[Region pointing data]
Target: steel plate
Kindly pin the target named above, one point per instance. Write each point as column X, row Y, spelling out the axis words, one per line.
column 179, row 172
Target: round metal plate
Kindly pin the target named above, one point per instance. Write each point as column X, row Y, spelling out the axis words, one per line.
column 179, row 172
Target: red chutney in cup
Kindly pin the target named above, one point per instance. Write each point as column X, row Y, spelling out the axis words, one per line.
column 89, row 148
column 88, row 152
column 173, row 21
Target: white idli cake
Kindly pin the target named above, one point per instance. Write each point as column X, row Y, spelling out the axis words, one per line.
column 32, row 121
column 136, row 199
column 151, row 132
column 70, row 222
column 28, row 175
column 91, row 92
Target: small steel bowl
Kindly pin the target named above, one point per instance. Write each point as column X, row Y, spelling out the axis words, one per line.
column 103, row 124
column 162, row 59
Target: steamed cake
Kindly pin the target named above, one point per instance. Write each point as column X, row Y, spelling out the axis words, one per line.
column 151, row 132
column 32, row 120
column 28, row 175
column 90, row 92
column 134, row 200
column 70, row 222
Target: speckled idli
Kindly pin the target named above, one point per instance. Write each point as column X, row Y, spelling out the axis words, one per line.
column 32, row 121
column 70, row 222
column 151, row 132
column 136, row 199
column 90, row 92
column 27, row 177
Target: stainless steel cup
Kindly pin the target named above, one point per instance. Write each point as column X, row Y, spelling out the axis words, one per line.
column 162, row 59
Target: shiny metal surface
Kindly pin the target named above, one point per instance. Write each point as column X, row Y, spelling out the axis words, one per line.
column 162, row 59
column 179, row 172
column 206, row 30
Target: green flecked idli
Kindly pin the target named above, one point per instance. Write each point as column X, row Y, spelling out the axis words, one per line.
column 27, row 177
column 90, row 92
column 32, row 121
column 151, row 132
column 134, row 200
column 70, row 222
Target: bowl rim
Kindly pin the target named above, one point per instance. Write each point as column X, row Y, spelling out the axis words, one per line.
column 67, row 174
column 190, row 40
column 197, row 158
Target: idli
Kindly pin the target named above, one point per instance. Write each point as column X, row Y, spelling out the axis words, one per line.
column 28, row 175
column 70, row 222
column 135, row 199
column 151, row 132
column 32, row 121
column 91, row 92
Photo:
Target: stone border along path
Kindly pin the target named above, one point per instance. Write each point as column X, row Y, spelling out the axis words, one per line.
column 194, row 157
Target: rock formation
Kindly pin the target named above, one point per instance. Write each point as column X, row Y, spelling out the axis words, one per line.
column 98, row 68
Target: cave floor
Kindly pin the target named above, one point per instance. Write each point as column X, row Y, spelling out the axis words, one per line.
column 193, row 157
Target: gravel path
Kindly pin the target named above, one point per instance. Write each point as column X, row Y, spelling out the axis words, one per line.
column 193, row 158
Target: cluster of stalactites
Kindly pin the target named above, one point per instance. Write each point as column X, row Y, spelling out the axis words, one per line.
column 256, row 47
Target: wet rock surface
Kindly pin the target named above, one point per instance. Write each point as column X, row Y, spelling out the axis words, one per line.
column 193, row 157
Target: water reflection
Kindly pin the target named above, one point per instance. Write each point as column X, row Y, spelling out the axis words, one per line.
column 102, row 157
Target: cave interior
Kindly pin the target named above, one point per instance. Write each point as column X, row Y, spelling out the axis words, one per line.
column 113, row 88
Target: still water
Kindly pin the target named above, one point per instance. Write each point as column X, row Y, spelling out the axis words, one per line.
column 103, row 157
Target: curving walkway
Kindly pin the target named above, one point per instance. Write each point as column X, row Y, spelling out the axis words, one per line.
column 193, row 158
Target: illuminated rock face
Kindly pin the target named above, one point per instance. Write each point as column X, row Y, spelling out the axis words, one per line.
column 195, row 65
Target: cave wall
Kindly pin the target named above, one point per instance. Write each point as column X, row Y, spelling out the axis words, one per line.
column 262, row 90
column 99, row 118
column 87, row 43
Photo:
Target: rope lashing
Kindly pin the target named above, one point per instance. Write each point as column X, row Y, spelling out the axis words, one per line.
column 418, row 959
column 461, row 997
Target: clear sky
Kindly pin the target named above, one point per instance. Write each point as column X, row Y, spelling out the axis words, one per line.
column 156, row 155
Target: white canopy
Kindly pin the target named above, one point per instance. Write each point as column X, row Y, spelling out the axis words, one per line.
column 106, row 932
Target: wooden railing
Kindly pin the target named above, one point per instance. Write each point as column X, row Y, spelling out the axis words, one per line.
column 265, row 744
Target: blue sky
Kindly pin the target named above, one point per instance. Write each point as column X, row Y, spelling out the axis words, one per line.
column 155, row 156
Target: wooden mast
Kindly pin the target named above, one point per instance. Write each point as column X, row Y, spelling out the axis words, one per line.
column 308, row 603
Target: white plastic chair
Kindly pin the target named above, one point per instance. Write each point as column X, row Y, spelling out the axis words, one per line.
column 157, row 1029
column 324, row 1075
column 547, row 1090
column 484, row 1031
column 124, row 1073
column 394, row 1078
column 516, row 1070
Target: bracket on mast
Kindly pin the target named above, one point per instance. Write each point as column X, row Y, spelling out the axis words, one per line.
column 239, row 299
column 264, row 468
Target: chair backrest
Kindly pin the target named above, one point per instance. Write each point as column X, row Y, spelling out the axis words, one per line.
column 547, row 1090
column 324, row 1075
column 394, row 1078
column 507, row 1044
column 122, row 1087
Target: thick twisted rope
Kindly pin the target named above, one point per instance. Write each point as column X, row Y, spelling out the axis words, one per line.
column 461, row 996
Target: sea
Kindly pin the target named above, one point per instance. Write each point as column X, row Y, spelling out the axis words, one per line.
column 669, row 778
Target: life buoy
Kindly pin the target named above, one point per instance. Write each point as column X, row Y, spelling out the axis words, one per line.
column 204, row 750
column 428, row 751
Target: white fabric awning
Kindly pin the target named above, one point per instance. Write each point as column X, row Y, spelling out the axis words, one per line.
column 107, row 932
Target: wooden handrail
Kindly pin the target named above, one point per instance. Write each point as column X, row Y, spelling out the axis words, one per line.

- To do
Collect each line of the entries that has the word "path", copying it in full.

- Your solution
Target: stone border along path
Target: gravel path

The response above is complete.